Problem to work on
Reproduce the following records exactly from the line containing "locate the riverbank in the photo above" onward, ending with the last line and including it.

Given records
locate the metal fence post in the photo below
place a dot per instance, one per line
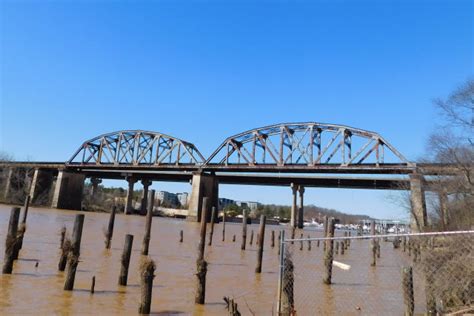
(281, 271)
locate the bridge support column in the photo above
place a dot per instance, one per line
(419, 219)
(7, 183)
(301, 208)
(294, 189)
(146, 184)
(41, 185)
(128, 204)
(95, 185)
(203, 184)
(68, 190)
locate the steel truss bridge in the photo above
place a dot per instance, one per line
(271, 155)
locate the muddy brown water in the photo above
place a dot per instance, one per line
(30, 289)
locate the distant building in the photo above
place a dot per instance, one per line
(182, 198)
(223, 203)
(167, 198)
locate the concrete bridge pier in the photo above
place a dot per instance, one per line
(128, 204)
(146, 184)
(294, 189)
(203, 184)
(419, 218)
(301, 208)
(68, 190)
(95, 185)
(41, 186)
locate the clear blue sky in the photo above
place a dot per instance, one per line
(204, 70)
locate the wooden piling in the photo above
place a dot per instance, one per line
(93, 285)
(223, 225)
(202, 239)
(149, 218)
(373, 244)
(200, 281)
(407, 288)
(65, 245)
(125, 260)
(11, 241)
(244, 230)
(328, 254)
(74, 253)
(293, 232)
(63, 236)
(25, 209)
(261, 239)
(287, 288)
(147, 273)
(325, 226)
(110, 228)
(213, 220)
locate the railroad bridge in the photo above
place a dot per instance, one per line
(296, 155)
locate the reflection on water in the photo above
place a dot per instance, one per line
(230, 272)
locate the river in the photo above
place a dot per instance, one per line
(39, 289)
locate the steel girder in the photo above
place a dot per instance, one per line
(305, 144)
(136, 148)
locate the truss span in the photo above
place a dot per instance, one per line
(136, 148)
(306, 144)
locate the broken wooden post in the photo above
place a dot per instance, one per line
(223, 225)
(125, 260)
(147, 273)
(373, 244)
(25, 209)
(149, 218)
(93, 285)
(201, 281)
(11, 241)
(213, 220)
(22, 227)
(74, 253)
(407, 288)
(204, 216)
(328, 254)
(261, 239)
(110, 228)
(325, 226)
(65, 245)
(63, 236)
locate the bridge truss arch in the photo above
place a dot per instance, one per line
(136, 148)
(306, 144)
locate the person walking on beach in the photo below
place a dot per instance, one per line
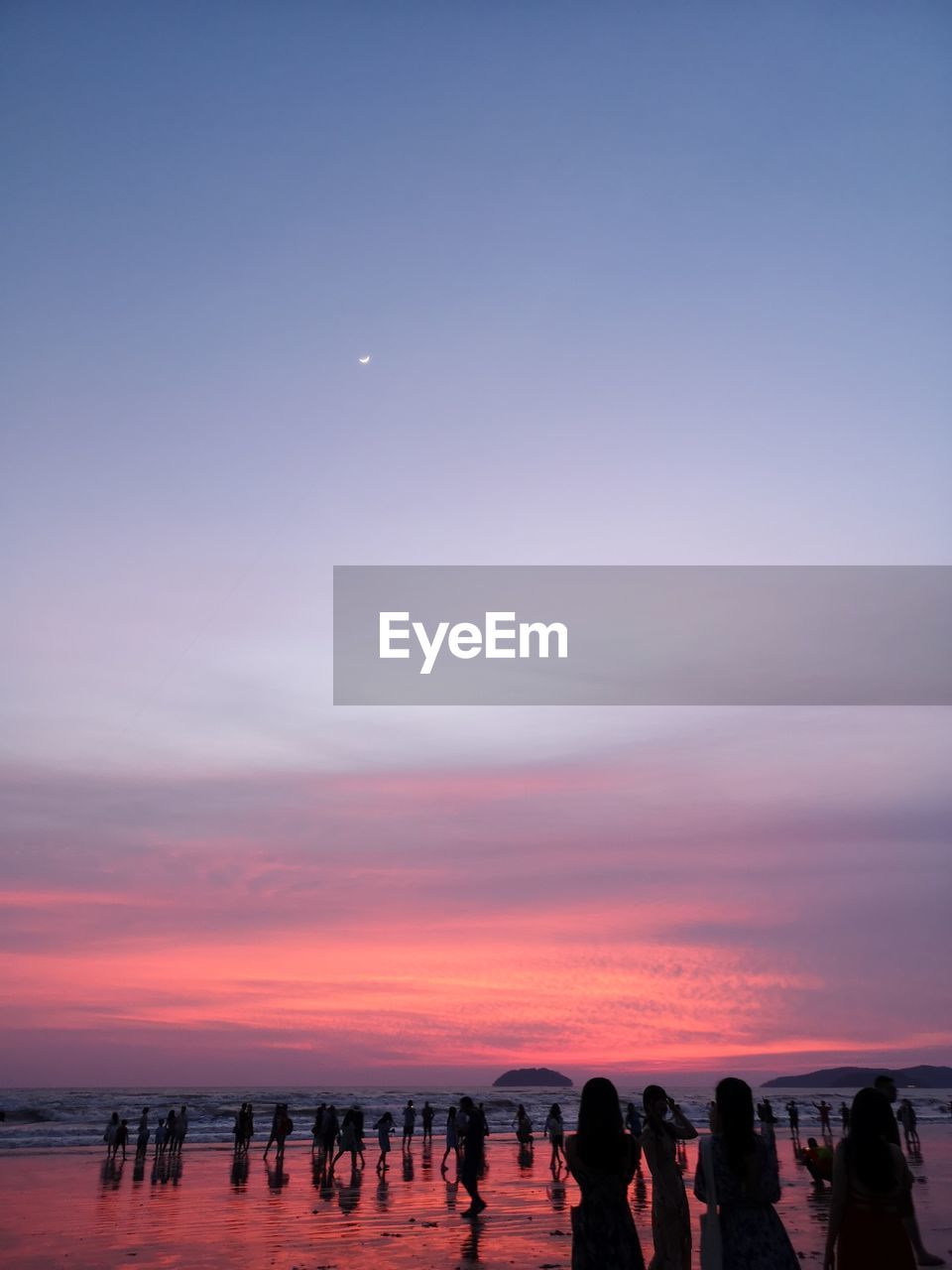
(747, 1184)
(180, 1130)
(601, 1157)
(871, 1187)
(143, 1134)
(409, 1124)
(524, 1127)
(635, 1127)
(474, 1155)
(452, 1141)
(426, 1116)
(793, 1116)
(888, 1087)
(348, 1141)
(384, 1127)
(555, 1132)
(670, 1216)
(824, 1107)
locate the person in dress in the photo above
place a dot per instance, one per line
(111, 1135)
(871, 1187)
(474, 1141)
(601, 1157)
(670, 1216)
(748, 1185)
(384, 1127)
(555, 1132)
(452, 1141)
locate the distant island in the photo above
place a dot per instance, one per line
(857, 1078)
(522, 1078)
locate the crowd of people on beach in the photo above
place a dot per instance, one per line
(169, 1134)
(873, 1220)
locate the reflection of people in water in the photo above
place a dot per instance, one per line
(670, 1218)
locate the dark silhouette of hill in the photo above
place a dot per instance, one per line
(921, 1078)
(524, 1078)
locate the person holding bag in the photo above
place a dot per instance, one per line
(744, 1184)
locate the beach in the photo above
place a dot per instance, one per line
(67, 1206)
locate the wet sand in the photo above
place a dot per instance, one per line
(64, 1207)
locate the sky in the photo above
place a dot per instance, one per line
(644, 285)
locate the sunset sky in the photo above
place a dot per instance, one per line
(642, 285)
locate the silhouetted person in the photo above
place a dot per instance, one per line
(817, 1161)
(601, 1159)
(143, 1134)
(871, 1184)
(635, 1127)
(907, 1118)
(670, 1216)
(748, 1185)
(474, 1153)
(555, 1132)
(426, 1116)
(277, 1120)
(409, 1124)
(180, 1130)
(824, 1107)
(112, 1133)
(452, 1141)
(793, 1116)
(348, 1141)
(888, 1087)
(524, 1127)
(384, 1127)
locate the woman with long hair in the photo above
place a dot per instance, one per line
(601, 1156)
(871, 1180)
(670, 1216)
(748, 1185)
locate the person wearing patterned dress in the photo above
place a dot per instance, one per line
(748, 1185)
(601, 1159)
(670, 1216)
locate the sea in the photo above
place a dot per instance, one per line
(49, 1118)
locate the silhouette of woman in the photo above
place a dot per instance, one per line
(670, 1216)
(555, 1130)
(748, 1185)
(871, 1180)
(601, 1157)
(452, 1141)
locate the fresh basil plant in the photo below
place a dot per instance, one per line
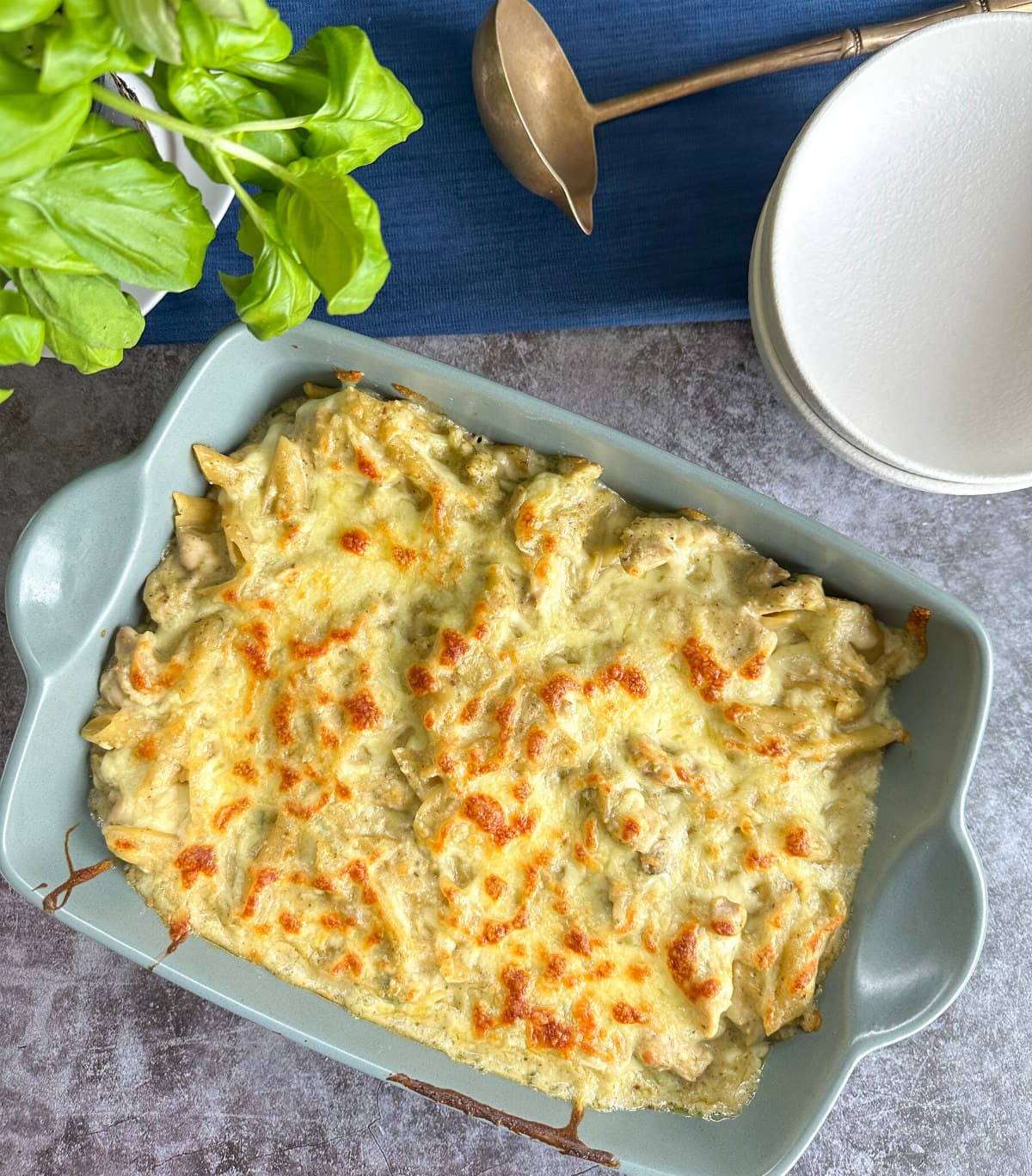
(86, 205)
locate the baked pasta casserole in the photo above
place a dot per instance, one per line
(451, 734)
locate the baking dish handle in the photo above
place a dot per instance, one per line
(71, 563)
(923, 937)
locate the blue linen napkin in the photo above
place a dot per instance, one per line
(680, 186)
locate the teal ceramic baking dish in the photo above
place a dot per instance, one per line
(919, 915)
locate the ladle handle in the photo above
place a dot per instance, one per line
(850, 42)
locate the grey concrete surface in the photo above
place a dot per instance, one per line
(108, 1069)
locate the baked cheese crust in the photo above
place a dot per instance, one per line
(454, 737)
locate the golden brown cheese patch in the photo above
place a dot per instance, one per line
(449, 732)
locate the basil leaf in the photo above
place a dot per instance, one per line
(22, 13)
(28, 242)
(87, 44)
(136, 219)
(335, 229)
(219, 100)
(89, 320)
(224, 9)
(38, 128)
(218, 45)
(22, 334)
(358, 107)
(150, 24)
(278, 294)
(100, 139)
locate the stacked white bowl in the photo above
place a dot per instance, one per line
(891, 273)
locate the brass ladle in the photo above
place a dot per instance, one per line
(543, 127)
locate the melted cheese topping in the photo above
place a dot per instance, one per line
(451, 734)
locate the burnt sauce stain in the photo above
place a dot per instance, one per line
(562, 1138)
(59, 897)
(178, 934)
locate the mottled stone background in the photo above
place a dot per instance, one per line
(108, 1069)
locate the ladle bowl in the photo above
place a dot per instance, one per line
(543, 127)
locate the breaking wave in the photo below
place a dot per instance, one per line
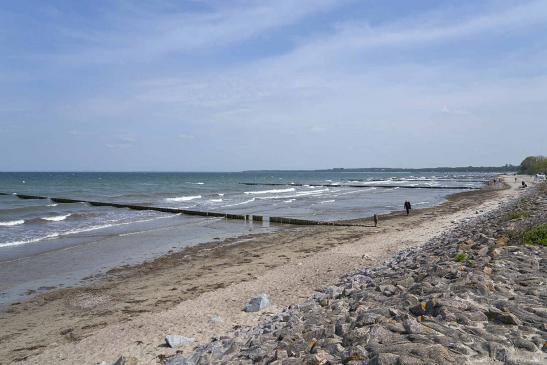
(183, 198)
(12, 223)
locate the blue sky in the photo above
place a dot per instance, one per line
(234, 85)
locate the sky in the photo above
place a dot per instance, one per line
(236, 85)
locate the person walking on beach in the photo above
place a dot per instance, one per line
(407, 207)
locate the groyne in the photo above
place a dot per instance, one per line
(245, 217)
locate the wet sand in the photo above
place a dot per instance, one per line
(131, 309)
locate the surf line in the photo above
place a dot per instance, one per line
(367, 186)
(249, 217)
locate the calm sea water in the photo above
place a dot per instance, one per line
(44, 243)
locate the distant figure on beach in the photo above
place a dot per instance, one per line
(407, 207)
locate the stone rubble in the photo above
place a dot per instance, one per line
(177, 341)
(259, 303)
(473, 295)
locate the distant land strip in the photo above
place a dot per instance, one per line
(366, 186)
(250, 217)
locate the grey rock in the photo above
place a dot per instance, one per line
(177, 341)
(258, 303)
(126, 360)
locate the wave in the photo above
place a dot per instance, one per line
(183, 198)
(77, 230)
(12, 223)
(57, 218)
(30, 240)
(245, 202)
(273, 191)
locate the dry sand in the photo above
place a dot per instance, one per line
(130, 310)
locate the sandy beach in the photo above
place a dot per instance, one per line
(200, 291)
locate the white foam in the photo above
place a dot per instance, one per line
(77, 230)
(245, 202)
(273, 191)
(12, 223)
(183, 198)
(31, 240)
(57, 218)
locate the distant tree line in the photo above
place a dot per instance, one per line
(533, 165)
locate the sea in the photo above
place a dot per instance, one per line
(45, 245)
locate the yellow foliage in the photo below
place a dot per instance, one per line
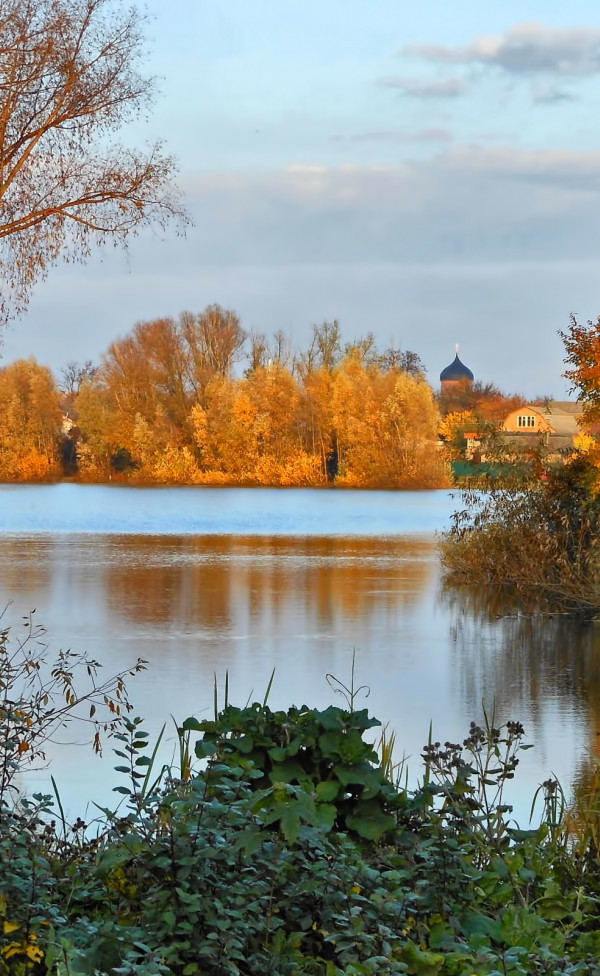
(175, 465)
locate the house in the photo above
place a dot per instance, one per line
(556, 421)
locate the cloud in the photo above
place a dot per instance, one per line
(469, 204)
(525, 49)
(427, 88)
(399, 135)
(543, 95)
(491, 247)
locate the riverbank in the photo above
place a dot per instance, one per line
(296, 851)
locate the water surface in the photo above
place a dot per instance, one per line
(207, 581)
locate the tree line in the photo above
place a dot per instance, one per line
(198, 400)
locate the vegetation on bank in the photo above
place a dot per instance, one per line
(536, 532)
(170, 404)
(284, 843)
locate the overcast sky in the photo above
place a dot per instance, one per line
(429, 172)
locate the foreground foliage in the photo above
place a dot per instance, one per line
(536, 536)
(292, 852)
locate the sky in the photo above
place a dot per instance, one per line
(427, 172)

Worked answer
locate the riverbank in the photo above
place a dot per instance, one per line
(296, 851)
locate the water surface in the photo above
place a dot per instance, one per line
(207, 581)
locate the tree line in the photo above
place a dot per instance, one per line
(198, 400)
locate the vegetation on bank in the photo above
place a dot per instance, one per line
(536, 532)
(170, 404)
(284, 843)
locate the overcast sky in the photo above
place a dot per instance, one per line
(429, 172)
locate the foreground foliage in the photo above
place a dot per instance, one per line
(536, 536)
(292, 852)
locate the sky in the photo above
place a dot per instance, one per line
(427, 172)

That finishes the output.